--- Start of Source passage ---

Depending on the complexity of the question, and on the regex engine used, there are several alternatives. Here are the two that can apply to most situations, including multiple conditions. In my view, neither is nearly as attractive as the s1|s2|s3|(whatYouWant) recipe, if only because clarity always wins out.
1. Replace then Match.
A good solution that sounds hacky but works well in many environments is to work in two steps. A first regex neutralizes the context you want to ignore by replacing potentially conflicting strings. If you only want to match, then you can replace with an empty string, then run your match in the second step. If you want to replace, you can first replace the strings to be ignored with something distinctive, for instance surrounding your digits with a fixed-width chain of ###. After this replacement, you are free to replace what you really wanted, then you'll have to revert your distinctive ### strings.
2. Lookarounds.
Your original post showed that you understand how to exclude a single condition using lookarounds. You said that C# is great for this, and you are right, but it is not the only option. The .NET regex flavors found in C#, VB.NET and Visual C++ for example, as well as the still-experimental regex module to replace re in Python, are the only two engines I know that support infinite-width lookbehind. With these tools, one condition in one lookbehind can take care of looking not only behind but also at the match and beyond the match, avoiding the need to coordinate with a lookahead. More conditions? More lookarounds.
Recycling the regex you had for s3 in C#, the whole pattern would look like this.
(?!.*\.)(?<!\([^()]*(?=\d+[^)]*\)))(?<!if\(\D*(?=\d+.*?//endif))\b\d+\b
But by now you know I'm not recommending this, right?
Deletions
#HamZa and #Jerry have suggested I mention an additional trick for cases when you seek to just delete WhatYouWant. You remember that the recipe to match WhatYouWant (capturing it into Group 1) was s1|s2|s3|(WhatYouWant), right? To delete all instance of WhatYouWant, you change the regex to
(s1|s2|s3)|WhatYouWant
For the replacement string, you use $1. What happens here is that for each instance of s1|s2|s3 that is matched, the replacement $1 replaces that instance with itself (referenced by $1). On the other hand, when WhatYouWant is matched, it is replaced by an empty group and nothing else — and therefore deleted. See this demo, thank you #HamZa and #Jerry for suggesting this wonderful addition.

--- End of Source passage ---
--- Start of Data extract ---

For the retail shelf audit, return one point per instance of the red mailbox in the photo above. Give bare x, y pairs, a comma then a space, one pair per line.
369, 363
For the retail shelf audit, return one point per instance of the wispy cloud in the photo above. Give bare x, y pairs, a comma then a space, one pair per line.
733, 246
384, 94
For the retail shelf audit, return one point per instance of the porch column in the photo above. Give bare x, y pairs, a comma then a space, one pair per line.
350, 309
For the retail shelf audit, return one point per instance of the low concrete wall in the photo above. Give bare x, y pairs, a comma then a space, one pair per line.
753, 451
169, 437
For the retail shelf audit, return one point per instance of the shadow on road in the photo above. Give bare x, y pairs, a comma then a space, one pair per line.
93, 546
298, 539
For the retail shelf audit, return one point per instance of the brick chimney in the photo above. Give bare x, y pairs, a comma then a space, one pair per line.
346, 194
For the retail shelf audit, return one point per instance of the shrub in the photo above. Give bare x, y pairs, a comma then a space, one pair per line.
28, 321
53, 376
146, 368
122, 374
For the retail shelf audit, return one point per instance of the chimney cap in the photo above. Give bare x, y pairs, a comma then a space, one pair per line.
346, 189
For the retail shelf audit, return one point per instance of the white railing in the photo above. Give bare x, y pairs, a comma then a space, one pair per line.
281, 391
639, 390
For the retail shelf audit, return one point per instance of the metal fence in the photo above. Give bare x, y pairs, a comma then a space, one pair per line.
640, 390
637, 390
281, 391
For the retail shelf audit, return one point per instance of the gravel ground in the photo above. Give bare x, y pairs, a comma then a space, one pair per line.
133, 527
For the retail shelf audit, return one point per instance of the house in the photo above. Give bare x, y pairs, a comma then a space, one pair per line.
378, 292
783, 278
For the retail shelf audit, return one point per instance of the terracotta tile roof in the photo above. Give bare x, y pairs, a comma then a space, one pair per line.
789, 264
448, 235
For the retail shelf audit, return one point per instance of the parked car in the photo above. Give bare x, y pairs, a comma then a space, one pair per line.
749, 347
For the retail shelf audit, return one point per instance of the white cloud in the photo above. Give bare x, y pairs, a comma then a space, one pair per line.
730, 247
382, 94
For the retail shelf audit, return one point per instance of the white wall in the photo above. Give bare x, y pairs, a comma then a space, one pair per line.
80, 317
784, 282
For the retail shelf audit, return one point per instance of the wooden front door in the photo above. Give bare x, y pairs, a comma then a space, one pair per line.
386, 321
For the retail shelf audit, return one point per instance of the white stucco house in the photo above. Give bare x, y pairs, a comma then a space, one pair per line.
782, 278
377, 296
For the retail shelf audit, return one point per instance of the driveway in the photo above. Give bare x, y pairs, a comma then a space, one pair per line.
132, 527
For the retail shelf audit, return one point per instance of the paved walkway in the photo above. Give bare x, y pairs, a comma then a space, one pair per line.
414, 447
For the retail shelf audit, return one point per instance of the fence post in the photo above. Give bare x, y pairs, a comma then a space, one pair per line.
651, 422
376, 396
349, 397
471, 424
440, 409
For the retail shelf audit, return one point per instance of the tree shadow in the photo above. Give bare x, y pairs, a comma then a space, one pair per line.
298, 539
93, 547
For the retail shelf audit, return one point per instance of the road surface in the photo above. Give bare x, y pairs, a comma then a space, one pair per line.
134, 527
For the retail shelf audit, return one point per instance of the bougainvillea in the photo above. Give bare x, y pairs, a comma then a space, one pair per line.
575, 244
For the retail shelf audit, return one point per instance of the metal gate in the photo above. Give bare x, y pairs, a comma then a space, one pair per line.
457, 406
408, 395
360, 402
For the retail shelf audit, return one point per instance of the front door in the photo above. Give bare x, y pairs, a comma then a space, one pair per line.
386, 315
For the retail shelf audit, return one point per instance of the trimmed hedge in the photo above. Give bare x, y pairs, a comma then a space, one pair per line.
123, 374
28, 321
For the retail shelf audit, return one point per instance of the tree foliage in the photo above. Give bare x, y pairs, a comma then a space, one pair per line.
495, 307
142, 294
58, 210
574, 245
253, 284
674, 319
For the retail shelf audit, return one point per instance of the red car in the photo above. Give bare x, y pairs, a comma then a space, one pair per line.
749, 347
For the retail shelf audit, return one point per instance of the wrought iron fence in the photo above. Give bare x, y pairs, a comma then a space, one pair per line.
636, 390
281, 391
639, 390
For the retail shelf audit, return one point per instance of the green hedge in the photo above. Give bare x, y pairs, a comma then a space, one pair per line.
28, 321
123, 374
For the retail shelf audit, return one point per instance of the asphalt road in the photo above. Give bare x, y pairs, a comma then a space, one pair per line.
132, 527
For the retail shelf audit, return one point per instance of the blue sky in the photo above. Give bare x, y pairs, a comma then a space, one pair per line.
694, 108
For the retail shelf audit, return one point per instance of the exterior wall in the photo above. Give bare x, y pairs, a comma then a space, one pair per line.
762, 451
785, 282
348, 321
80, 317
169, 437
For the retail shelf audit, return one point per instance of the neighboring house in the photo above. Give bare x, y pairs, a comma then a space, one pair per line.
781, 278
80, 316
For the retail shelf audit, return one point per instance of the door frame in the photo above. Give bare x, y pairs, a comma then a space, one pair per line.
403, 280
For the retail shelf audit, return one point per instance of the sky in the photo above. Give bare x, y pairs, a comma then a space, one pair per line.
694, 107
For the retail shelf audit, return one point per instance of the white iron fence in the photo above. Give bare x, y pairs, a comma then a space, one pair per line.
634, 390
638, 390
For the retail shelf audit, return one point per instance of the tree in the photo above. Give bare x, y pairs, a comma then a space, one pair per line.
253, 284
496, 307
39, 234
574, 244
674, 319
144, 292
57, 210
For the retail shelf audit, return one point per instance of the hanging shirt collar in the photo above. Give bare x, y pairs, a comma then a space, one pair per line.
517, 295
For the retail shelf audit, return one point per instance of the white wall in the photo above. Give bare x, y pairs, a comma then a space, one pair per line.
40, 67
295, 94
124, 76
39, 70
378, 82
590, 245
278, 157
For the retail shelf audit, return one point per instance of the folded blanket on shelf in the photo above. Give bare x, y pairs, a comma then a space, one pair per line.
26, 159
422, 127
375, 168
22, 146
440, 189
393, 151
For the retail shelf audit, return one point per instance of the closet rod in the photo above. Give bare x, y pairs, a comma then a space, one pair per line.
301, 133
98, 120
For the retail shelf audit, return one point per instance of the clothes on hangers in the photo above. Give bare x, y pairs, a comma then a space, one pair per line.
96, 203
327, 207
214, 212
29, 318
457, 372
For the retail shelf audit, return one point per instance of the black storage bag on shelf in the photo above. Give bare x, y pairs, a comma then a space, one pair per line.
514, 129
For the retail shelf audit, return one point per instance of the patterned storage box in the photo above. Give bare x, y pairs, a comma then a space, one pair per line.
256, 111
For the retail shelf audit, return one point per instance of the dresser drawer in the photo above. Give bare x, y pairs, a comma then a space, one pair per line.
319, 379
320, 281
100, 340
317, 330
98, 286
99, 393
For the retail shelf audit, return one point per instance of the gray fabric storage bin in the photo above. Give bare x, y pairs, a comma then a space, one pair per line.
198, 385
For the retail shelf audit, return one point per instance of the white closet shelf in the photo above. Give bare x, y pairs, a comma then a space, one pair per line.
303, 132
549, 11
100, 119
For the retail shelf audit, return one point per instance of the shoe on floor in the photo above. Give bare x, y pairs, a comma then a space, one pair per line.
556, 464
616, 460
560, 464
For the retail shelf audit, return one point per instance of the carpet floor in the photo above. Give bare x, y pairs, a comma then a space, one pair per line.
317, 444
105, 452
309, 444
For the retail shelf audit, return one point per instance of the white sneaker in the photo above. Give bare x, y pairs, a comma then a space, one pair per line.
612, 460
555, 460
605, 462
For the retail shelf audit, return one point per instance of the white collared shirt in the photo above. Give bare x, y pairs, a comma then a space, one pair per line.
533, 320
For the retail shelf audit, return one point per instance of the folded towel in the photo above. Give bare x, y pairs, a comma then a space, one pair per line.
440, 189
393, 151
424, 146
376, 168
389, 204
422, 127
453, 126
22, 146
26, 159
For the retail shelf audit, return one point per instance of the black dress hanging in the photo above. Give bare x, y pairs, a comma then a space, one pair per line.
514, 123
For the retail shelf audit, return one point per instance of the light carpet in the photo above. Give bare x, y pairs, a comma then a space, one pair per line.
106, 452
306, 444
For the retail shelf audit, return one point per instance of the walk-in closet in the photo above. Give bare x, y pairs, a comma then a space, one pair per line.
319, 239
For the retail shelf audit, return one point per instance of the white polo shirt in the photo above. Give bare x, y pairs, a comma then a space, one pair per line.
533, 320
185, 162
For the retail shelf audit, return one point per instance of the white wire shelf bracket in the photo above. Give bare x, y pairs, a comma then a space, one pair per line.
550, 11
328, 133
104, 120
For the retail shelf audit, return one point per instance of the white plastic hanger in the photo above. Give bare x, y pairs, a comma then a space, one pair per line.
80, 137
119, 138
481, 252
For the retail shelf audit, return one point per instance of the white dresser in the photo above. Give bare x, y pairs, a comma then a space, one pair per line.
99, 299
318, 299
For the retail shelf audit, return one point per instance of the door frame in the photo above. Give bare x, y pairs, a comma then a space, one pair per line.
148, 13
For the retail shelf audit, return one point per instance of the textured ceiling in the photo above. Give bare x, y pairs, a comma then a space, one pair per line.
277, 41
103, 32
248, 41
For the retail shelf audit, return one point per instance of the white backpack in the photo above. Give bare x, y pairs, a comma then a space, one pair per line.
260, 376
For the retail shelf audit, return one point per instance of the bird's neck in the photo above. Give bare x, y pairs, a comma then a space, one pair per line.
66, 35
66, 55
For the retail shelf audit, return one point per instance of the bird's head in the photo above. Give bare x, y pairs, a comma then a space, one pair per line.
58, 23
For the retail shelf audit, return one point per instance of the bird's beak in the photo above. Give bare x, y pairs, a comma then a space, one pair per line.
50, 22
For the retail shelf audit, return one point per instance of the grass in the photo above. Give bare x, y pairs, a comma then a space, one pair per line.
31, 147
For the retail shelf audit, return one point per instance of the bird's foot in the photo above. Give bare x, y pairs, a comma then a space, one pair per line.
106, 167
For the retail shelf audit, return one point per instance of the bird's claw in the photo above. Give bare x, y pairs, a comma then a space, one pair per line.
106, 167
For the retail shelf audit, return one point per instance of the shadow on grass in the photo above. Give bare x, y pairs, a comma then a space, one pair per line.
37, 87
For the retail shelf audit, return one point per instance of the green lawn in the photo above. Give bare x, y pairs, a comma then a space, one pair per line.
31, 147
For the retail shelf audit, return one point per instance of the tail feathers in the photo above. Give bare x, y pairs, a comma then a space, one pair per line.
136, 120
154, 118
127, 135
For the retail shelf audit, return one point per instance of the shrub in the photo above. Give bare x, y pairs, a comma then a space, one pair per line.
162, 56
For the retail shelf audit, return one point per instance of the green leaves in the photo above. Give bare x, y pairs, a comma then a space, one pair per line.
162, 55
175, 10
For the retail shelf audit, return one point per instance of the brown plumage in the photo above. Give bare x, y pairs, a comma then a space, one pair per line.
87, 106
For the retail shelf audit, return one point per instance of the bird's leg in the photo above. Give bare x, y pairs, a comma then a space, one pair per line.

--- End of Data extract ---

Job A:
Name every programming language mentioned in the regex passage.
Job B:
Carry on the regex passage from its last sentence.
You won't need the lines to do any of this.

Exercise response A:
C#, VB.NET, Visual C++, Python

Exercise response B:
Replacements
This brings us to replacements, on which I'll touch briefly.
When replacing with nothing, see the "Deletions" trick above.
When replacing, if using Perl or PCRE, use the (*SKIP)(*F) variation mentioned above to match exactly what you want, and do a straight replacement.
In other flavors, within the replacement function call, inspect the match using a callback or lambda, and replace if Group 1 is set. If you need help with this, the article already referenced will give you code in various languages.
Have fun!
No, wait, there's more!
Ah, nah, I'll save that for my memoirs in twenty volumes, to be released next Spring.

Do three different matches and handle the combination of the three situations using in-program conditional logic. You don't need to handle everything in one giant regex.
EDIT: let me expand a bit because the question just became more interesting :-)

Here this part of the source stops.